## Task prompt
Determine how many lines in the material below contain the string "upper", then state only that count.

## Data extracts
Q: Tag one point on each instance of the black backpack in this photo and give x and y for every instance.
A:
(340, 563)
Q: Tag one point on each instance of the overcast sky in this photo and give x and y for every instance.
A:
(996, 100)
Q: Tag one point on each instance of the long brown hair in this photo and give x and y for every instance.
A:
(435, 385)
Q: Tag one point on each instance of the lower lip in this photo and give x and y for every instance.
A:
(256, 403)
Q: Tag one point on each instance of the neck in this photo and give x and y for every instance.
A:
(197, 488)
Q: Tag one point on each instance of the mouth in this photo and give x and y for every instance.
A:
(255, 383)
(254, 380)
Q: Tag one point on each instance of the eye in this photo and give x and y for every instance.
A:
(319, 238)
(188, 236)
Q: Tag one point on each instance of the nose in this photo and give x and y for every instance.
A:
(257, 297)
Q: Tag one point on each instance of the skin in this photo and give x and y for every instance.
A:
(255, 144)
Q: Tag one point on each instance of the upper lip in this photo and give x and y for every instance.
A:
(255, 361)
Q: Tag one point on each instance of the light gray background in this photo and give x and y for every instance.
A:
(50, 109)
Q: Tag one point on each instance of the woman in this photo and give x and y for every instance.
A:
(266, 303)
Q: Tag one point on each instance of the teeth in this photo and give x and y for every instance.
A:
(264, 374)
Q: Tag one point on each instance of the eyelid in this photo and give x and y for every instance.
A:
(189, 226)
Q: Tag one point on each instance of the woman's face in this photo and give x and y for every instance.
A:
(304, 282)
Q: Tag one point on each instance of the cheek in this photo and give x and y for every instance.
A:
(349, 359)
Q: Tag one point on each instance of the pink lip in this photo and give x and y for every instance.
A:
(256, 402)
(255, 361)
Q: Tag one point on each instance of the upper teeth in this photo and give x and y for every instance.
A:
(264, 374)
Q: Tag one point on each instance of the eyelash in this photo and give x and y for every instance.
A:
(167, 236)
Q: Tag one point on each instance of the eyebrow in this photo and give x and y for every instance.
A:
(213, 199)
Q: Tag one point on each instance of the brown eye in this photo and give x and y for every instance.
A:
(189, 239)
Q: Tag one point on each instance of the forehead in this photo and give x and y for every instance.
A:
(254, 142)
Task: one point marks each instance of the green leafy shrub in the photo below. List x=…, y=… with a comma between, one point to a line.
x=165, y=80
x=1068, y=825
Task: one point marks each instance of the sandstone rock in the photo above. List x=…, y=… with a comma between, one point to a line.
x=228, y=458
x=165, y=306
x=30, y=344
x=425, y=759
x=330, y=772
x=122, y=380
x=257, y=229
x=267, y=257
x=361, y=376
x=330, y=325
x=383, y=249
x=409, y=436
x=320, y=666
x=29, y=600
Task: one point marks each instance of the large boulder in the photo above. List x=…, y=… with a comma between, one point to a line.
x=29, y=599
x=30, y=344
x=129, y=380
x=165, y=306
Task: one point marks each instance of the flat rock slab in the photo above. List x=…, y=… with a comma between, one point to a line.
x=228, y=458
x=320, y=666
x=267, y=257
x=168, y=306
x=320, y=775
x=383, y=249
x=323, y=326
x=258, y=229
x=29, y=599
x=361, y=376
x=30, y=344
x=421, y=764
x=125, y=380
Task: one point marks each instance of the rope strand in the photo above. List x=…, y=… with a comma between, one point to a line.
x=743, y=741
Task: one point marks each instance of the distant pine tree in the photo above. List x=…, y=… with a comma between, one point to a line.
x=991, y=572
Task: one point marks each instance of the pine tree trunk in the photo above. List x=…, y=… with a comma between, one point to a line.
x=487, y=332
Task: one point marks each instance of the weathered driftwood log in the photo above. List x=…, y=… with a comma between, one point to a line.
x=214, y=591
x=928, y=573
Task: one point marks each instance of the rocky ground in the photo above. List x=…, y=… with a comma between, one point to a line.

## The answer
2